_What is being asked_.
Copy the items from the line with "Verification needed: an upstream model detected the man's beard" to the line with "759;1088;843;1120", switching "beard" to "mustache" and changing nothing else.

_Information shown_.
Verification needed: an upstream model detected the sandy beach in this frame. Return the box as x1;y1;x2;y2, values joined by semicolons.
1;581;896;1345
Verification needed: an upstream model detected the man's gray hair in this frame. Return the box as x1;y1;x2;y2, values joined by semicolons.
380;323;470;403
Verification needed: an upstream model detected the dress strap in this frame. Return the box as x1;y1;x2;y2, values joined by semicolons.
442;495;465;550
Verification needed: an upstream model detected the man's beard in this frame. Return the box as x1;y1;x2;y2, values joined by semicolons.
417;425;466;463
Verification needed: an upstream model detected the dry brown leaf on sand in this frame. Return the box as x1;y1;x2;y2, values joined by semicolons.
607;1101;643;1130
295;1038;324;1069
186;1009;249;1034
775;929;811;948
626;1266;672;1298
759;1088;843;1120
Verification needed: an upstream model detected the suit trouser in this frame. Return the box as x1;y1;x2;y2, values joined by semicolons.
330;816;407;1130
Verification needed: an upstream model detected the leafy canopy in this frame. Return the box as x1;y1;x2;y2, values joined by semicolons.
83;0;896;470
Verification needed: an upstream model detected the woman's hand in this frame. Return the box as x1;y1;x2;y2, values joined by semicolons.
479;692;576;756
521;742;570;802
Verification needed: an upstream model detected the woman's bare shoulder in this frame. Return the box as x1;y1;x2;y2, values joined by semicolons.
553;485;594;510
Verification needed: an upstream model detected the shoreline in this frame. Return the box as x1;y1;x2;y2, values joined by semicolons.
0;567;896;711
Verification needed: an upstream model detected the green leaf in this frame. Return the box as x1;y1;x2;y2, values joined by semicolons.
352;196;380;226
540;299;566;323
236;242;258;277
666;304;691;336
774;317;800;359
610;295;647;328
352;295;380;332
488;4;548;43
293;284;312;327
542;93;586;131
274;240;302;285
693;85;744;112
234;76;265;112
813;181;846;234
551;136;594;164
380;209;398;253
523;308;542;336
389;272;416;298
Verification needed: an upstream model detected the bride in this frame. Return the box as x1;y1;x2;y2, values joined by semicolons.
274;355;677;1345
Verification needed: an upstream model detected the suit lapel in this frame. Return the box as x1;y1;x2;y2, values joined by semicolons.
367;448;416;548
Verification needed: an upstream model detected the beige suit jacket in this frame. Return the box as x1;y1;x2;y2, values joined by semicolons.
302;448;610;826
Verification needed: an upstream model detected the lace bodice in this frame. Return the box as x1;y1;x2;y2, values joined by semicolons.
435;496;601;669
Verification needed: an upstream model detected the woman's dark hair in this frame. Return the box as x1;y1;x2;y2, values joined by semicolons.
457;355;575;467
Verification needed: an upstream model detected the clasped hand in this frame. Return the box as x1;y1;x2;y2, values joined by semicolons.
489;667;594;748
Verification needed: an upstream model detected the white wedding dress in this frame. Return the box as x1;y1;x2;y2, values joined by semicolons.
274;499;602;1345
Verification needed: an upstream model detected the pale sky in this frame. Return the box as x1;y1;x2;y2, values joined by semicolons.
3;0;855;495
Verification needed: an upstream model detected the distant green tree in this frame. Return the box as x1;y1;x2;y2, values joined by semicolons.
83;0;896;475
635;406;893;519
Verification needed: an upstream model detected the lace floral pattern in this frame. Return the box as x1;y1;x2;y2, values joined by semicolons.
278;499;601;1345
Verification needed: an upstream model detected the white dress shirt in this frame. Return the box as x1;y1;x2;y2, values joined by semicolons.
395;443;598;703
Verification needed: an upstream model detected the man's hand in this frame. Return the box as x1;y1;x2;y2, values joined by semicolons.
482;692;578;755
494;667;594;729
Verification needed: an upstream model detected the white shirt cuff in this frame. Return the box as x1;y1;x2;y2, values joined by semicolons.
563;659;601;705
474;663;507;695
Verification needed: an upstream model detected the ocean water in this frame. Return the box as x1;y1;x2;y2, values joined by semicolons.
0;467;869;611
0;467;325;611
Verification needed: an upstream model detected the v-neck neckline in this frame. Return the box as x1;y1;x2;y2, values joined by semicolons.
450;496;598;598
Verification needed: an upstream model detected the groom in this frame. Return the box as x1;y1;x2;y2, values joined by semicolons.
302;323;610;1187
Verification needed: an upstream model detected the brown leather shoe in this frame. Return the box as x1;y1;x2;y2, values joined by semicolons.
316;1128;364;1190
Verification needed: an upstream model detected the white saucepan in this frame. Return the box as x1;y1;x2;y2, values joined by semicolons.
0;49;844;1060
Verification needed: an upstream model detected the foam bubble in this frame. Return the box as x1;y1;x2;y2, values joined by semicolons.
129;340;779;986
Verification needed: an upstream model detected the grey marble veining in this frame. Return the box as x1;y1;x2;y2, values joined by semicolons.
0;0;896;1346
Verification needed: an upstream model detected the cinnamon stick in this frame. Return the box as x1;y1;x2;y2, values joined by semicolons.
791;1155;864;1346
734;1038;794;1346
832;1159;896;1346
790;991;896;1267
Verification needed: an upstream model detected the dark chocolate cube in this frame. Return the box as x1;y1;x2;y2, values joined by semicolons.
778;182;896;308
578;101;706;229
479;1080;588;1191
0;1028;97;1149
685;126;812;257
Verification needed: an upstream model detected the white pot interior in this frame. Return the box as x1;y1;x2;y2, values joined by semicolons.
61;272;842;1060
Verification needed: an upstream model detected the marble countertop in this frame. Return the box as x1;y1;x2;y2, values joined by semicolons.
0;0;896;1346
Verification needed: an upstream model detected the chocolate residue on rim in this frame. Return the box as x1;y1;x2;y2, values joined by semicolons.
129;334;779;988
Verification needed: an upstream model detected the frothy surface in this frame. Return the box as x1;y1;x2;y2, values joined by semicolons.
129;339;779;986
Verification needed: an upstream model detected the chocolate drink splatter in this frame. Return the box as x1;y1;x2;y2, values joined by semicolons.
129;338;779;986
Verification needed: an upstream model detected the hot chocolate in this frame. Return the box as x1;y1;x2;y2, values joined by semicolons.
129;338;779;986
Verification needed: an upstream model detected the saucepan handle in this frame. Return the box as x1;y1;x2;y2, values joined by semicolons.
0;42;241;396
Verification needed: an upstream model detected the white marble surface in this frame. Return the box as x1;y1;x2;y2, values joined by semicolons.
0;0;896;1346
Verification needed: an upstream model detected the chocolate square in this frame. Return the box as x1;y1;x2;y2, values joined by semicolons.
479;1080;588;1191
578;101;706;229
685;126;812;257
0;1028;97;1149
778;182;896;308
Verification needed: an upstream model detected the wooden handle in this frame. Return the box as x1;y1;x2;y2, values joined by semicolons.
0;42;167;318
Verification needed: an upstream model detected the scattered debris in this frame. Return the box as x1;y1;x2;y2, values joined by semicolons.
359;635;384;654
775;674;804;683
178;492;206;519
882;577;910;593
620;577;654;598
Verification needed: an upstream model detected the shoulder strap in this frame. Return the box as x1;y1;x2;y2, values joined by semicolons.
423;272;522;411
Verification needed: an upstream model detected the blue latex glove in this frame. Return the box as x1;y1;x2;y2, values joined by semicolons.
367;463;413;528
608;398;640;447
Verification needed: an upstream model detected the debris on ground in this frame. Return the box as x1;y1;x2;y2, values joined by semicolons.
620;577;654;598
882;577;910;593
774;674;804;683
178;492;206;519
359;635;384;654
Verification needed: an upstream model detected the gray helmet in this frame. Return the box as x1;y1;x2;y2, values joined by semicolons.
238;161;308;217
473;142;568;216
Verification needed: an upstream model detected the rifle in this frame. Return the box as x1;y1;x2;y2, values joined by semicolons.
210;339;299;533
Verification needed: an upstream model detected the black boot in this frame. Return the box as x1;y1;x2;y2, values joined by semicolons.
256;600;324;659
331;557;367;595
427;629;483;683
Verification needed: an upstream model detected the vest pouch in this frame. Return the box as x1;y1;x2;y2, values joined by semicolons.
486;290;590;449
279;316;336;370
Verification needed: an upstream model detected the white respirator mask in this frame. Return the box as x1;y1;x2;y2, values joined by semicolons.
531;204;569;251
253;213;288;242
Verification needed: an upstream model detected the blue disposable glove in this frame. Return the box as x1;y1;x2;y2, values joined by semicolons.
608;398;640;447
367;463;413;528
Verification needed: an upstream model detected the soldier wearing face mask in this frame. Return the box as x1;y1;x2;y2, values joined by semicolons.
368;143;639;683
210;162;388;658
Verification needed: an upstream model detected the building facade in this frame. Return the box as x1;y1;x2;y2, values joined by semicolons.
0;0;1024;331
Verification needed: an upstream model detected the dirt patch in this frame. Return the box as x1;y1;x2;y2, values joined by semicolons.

_Result_.
Verification needed: an upstream model detected the man's mustache in this frame. Return the box as x1;y1;x2;y2, values joined by semicolons.
417;425;466;463
Verification needed: an upstream model detected the dry brown leaf on sand in this frame. Return the box as x1;y1;x2;y2, values joined by semicolons.
607;1101;643;1130
295;1038;324;1069
186;1009;249;1034
775;929;811;948
626;1266;672;1298
759;1088;843;1120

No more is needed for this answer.